Article 21 protects life and personal liberty by requiring that any deprivation of liberty must follow a procedure established by law—a procedure that courts have read to mean fair, just and non-arbitrary. In the Arambai Tenggol cases, this means that membership, sympathy, or proximity to the organisation cannot substitute for individual evidence of unlawful conduct.
Article 22 requires that an arrested person be informed of the grounds of arrest, allowed to consult and be defended by a legal practitioner of his choice, and produced before the nearest magistrate within 24 hours, excluding travel time.
Article 14 requires equality before law. These safeguards matter most when the accused belongs to a controversial organisation and public pressure demands punishment.
The Bharatiya Nagarik Suraksha Sanhita underlines the same point. Section 35 makes arrest without warrant conditional on credible information, reasonable suspicion, necessity and recorded reasons. Section 47 requires communication of the grounds of arrest. Section 48 requires information about the arrest and place of detention to be given to a relative, friend or nominated person. Section 58 carries the 24-hour safeguard, while Section 187 requires judicial scrutiny when investigation cannot be completed within that period. Arrest is a legal power, not a political signal.

_Information shown_:
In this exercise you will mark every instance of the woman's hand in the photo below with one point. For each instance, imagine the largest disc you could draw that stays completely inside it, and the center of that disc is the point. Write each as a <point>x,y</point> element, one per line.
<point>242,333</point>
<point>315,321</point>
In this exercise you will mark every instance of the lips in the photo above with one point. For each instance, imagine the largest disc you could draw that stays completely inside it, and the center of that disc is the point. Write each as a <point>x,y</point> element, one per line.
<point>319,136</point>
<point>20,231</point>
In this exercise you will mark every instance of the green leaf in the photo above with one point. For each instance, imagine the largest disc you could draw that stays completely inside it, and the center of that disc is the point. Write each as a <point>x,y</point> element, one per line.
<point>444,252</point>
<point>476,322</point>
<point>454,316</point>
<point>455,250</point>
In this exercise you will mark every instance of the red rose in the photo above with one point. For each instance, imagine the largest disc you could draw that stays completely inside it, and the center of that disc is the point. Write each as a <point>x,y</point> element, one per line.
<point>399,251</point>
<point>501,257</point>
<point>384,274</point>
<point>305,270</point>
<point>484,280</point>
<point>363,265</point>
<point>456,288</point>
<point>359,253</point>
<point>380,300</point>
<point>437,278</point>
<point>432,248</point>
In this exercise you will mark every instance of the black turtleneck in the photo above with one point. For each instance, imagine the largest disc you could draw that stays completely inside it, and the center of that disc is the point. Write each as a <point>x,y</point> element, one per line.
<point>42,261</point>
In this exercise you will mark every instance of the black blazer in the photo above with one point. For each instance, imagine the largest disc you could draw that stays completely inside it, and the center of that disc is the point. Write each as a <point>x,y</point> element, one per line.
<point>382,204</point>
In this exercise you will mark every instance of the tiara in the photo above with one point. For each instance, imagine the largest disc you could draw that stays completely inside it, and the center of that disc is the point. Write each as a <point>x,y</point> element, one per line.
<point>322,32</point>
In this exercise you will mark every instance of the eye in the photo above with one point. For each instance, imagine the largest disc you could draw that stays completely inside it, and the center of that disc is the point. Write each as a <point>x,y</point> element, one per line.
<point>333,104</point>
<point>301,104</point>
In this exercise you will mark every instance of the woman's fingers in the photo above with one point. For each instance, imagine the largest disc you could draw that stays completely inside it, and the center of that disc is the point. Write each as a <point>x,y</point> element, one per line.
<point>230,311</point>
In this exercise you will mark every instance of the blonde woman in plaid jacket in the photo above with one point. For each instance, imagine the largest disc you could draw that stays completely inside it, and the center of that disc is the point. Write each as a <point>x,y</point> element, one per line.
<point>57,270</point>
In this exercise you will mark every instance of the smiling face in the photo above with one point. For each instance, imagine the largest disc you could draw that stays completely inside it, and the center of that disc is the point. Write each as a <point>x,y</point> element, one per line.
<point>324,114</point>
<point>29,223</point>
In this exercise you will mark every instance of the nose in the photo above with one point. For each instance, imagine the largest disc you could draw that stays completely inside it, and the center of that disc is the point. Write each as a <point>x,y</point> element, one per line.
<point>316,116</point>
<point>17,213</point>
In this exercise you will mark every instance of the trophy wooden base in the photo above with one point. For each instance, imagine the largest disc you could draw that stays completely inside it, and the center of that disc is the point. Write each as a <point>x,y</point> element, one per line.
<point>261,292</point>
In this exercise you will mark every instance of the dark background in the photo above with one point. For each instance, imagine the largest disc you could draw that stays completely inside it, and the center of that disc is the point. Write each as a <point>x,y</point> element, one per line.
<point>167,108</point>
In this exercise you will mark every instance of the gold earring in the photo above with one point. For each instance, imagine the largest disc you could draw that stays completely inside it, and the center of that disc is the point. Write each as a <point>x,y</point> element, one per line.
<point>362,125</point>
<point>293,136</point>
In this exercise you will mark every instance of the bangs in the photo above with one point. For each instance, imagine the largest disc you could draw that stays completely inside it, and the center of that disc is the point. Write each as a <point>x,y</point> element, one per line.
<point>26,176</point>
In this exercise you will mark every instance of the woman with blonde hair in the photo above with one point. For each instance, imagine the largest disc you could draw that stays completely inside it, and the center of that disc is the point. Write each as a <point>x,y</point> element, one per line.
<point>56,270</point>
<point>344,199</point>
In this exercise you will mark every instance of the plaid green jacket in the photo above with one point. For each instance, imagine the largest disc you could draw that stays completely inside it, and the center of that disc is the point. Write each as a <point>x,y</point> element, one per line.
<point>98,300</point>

_Challenge 1_:
Please list every section of the Bharatiya Nagarik Suraksha Sanhita that the arrest safeguards passage cites.
_Challenge 2_:
According to the arrest safeguards passage, within what time must Article 22 have an arrested person produced before the nearest magistrate?
_Challenge 3_:
Reproduce word for word the part of the arrest safeguards passage starting at "Article 14 requires" and ending at "a political signal.".

_Correct output 1_:
Section 35, Section 47, Section 48, Section 58, Section 187

_Correct output 2_:
Within 24 hours, excluding travel time.

_Correct output 3_:
Article 14 requires equality before law. These safeguards matter most when the accused belongs to a controversial organisation and public pressure demands punishment.
The Bharatiya Nagarik Suraksha Sanhita underlines the same point. Section 35 makes arrest without warrant conditional on credible information, reasonable suspicion, necessity and recorded reasons. Section 47 requires communication of the grounds of arrest. Section 48 requires information about the arrest and place of detention to be given to a relative, friend or nominated person. Section 58 carries the 24-hour safeguard, while Section 187 requires judicial scrutiny when investigation cannot be completed within that period. Arrest is a legal power, not a political signal.